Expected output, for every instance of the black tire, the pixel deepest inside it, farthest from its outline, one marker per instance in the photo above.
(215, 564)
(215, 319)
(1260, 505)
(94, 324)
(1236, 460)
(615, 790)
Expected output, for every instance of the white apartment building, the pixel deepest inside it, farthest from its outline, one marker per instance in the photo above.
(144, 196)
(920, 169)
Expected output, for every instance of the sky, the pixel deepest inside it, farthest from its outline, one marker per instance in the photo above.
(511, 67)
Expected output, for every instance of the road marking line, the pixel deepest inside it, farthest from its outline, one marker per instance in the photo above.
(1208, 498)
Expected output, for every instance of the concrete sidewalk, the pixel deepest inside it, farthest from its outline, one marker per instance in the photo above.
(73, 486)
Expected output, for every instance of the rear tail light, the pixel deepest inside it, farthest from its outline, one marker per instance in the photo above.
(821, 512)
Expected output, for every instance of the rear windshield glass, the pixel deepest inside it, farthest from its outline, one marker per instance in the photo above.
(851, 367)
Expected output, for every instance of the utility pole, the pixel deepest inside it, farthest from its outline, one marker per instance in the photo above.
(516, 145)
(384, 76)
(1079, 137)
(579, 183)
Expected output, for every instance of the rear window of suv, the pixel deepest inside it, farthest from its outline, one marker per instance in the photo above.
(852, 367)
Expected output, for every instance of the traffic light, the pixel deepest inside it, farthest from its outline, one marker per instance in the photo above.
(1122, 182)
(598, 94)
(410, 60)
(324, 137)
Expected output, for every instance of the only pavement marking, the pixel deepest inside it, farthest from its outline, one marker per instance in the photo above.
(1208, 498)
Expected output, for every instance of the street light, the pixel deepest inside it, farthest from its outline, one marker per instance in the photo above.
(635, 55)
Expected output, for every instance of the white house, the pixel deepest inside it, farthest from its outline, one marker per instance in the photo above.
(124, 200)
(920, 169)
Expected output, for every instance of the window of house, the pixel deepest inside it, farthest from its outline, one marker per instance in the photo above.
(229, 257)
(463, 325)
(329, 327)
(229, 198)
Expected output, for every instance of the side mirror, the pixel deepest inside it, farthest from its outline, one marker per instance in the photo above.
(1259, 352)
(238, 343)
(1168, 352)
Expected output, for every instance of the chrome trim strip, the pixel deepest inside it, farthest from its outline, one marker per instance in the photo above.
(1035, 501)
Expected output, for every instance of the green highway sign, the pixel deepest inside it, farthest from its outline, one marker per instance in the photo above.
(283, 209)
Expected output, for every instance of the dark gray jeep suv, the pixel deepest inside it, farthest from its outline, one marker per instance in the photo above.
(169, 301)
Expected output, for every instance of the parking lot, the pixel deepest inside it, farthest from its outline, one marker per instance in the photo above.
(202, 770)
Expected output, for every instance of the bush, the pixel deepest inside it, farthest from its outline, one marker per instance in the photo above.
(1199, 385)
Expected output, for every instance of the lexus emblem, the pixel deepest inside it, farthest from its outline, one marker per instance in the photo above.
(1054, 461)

☆ ☆ ☆ ☆ ☆ ☆ ☆

→ Exercise: What you give back should match the entries above exactly.

→ Reply to the task:
Expected output, for every instance of the black tire, the pixel deepest inside it, farthest from its outline, one marker per instance in the photo above.
(215, 564)
(215, 319)
(1260, 505)
(94, 324)
(1236, 460)
(615, 790)
Expected output, for every instance of the white apartment building, the pixel deepest inside it, farthest from its outline, one marker per instance in the photo above.
(144, 196)
(920, 169)
Expected output, for every instance of the sky, the pixel deepest inside it, farthest from its outline, one marker per instance in the photo above.
(511, 67)
Expected output, for every instance of the road marking line, the pixel deepest inside it, farthest from its outline, one marker per instance in the photo above.
(1208, 498)
Expected output, for every instance of the concrete sidewalk, the pixel deepest inside it, farthest from its outline, one marker per instance in the photo above.
(73, 486)
Expected output, for every instance of the rear tail light, the pixel deepest inside it, farthest from its outline, one marker per instance in the photo above.
(821, 512)
Expected output, for every instance of the rear windshield glass, the pixel deepest inside it, farthest from its outline, one marker per instance in the photo above.
(851, 367)
Expected output, for every instance of the utility pole, the pixel deepest inside it, farthest from its outline, one marker per instance in the photo above.
(516, 145)
(384, 76)
(1079, 137)
(579, 183)
Expected output, for every instance of the rear window of suv, the pixel deepest inside it, farthest from its outline, one marker per instance in the photo above.
(852, 367)
Expected output, for every instance of the traffic light, the pixel deepest inside it, farthest from its outline, one marker per instance in the photo above.
(1122, 182)
(598, 94)
(410, 60)
(324, 137)
Expected output, for every instance of the only pavement marking, the pixel deepest inside it, farthest from its outline, one marker per instance in the photo above.
(1208, 498)
Expected output, for every instance of the street light, the pixel deepest inside it, farthest from its outline, one marker per instance in the photo above.
(635, 55)
Expected output, for every instance of the white house, the pixel deepest inside it, farthest from its outline, one marker per instance in the photo above.
(124, 200)
(920, 169)
Expected output, for every instance of the window of house, the pixel deepest inside it, farthest from its outline, one marker per instance in the photo above.
(229, 257)
(463, 325)
(329, 327)
(229, 198)
Expected output, for every instance of the side mirror, the pixel deepest inside it, farthest from its outline, one marker per instance in the photo above.
(1259, 352)
(238, 343)
(1168, 352)
Expected output, for every instance of the chrome trim strip, the pixel deepest inside it, farthest from its outline, one marker per instance in the photo above.
(1035, 501)
Expected output, for every instance of the green highway sign, the pixel deepest inside it, farthest from its outline, one marker per instance in the photo above.
(283, 209)
Expected output, for every instance of the dark gray jeep suv, the pixel deepest inside it, farthest from its outline, one marker per instance in the photo above.
(169, 301)
Expected output, for every instance of the parking lot, the pixel deepest inside it, farthest from its outline, one marker per instance in the photo above.
(202, 770)
Expected output, for every instance of the bush, the pixel deepest inside it, farthest from its outline, one marker per instance in the photo above.
(1199, 385)
Expected output, for every instance of the lexus emblem, the pixel deepest inside it, farthest from its outline, one marker per instance in the photo above.
(1054, 461)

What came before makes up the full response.